Her mother died when she was four in 1851 and she was sent to live with paternal relatives in Aosta (her grandfather and an unmarried aunt) and then with maternal relations in Donnas. Valle prepared for the sacraments at the home of a priest who was a close friend of her relatives. She was sent to France at the age of eleven in 1858 where she studied in Besançon with the Sisters of Charity of Saint Joan Antida Thouret where she learnt to master the French language and the piano. Valle also studied the texts of Vincent de Paul and Francis de Sales; she finished and left in 1863 to return to her father. Her father later remarried and moved to Pont-Saint-Martin and Valle – not welcome in their home due to issues with her father's new wife – went back to her relations. However relations with them became strained over time and even led to the estrangement between Valle and her brother.

Valle felt a strong call to religious life and when her father had begun to arrange a marriage for her it forced her hand. As a result of this she decided once and for all that she would go down the path of a religious and so began her novitiate at the Convent of Santa Margherita in Vercelli on 8 September 1866; her father accompanied her there. Valle obtained her teaching qualification on 29 September 1867 and made her vows at that same time; she received her master's degree in November. She assumed the religious name of "Nemesia" upon her solemn profession on 15 October 1873. After her profession, she was sent to the Institute of Saint Vincent in 1866 at Tortona and taught general studies to children and the French language at the high school level. She also worked in the local orphanage and was made the Superior of her house in 1887. As a nun she continued to remind herself: "Concentrate on the one goal: God alone!"

She aided Luigi Orione and also provided shelter to Teresa Grillo Michel and was later assigned as the Mistress of Novices at Borgaro Torinese and spent the remainder of her life there where she led 500 new sisters into religious life. During the cholera epidemic of 1890 she opened the doors of the institute in order to tend to the ill; in 1901 she recovered from a slight illness. On the morning of 10 May 1903 she left a message prior to her departure from Tortona: "I am leaving happily ... I entrust to Our Lady ... I shall follow you in every moment of the day". She left at 4:00 am for Borgaro Torinese for her new task.

In the autumn of 1916 her health took a sharp pitfall and declined to the point where on 11 December she contracted severe pneumonia. She died a week later on 18 December 1916 at 9:10 pm; the room filled with a sweet perfume of roses and violets when she died. She was buried in the church of the institute in Borgario Torinese.

==Beatification==
The beatification process commenced with an archdiocesan process in Turin after the Congregation for the Causes of Saints granted their approval to the initiation of the cause on 31 July 1981. The beginning of the process granted her the posthumous title of Servant of God – the first stage in the process – and saw the completion of two processes that were tasked with investigating her life and works.
========
§ **Problem description**
In the account of Valle's life above, in which city did she study with the Sisters of Charity of Saint Joan Antida Thouret?

§ **Data section**
========
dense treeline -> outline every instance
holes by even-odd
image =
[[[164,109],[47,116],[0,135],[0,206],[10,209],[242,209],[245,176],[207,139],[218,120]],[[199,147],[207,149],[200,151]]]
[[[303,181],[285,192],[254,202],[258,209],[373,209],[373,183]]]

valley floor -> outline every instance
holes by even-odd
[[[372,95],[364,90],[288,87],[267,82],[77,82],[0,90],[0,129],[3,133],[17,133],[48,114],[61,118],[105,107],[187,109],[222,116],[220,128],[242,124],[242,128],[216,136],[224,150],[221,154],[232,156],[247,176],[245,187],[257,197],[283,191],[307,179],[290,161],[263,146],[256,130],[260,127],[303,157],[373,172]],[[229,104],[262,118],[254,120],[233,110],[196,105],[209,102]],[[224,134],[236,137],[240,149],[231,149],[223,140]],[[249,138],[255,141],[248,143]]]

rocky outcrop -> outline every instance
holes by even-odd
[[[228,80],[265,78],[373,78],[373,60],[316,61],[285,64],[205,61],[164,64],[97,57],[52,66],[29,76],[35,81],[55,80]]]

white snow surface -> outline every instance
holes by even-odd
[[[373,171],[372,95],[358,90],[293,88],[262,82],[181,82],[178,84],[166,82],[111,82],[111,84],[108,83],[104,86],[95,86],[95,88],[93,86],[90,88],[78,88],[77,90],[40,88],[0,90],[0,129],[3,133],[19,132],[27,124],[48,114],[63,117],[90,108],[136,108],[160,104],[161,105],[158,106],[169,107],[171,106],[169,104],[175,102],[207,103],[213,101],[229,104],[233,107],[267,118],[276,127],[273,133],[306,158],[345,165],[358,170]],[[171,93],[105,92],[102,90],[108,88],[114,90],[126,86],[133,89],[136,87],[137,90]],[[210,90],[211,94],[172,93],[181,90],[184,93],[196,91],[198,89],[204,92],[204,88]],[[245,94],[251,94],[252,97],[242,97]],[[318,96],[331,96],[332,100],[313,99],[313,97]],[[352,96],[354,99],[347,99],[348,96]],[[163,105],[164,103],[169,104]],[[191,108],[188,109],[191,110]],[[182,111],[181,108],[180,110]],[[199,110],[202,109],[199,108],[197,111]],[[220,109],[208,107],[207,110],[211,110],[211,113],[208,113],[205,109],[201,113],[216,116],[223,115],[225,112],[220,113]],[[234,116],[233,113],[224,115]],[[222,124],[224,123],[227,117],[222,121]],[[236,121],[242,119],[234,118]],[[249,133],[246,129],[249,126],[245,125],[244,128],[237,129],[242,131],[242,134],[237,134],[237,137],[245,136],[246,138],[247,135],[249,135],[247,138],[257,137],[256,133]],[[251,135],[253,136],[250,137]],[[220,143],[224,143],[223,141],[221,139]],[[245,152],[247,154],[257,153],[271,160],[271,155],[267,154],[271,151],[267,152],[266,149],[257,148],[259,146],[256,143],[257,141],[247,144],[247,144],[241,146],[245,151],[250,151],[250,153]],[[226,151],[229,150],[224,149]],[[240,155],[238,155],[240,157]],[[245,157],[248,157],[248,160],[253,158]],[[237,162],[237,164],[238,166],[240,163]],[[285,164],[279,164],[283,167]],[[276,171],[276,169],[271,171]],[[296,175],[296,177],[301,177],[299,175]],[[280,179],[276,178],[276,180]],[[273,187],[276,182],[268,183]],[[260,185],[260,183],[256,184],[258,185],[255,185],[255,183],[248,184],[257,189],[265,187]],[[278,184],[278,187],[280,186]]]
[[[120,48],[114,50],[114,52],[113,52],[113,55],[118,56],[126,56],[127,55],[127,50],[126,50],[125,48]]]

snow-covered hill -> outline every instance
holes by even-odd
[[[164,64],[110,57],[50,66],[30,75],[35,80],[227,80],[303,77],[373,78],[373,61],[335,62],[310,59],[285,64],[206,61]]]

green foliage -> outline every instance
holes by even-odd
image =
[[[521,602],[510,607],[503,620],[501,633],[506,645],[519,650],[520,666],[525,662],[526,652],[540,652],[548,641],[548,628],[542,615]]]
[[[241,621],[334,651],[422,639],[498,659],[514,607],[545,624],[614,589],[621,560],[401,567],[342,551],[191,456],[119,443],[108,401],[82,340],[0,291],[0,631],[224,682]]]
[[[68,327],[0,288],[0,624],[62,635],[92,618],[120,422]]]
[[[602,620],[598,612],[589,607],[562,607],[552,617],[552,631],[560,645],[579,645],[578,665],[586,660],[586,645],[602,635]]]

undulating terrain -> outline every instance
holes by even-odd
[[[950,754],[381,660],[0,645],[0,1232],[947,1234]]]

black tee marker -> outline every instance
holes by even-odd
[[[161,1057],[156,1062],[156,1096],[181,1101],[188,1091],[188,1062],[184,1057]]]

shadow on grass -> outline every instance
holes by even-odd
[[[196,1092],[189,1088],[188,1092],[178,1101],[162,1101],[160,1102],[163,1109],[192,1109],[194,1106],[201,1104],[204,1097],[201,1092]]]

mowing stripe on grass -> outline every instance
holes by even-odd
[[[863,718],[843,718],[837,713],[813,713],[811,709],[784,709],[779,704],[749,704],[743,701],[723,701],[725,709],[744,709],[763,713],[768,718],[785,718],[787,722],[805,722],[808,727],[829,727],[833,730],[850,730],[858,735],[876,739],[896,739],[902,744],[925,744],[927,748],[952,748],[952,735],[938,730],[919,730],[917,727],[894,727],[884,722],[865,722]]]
========
§ **Finished task**
Besançon, in France.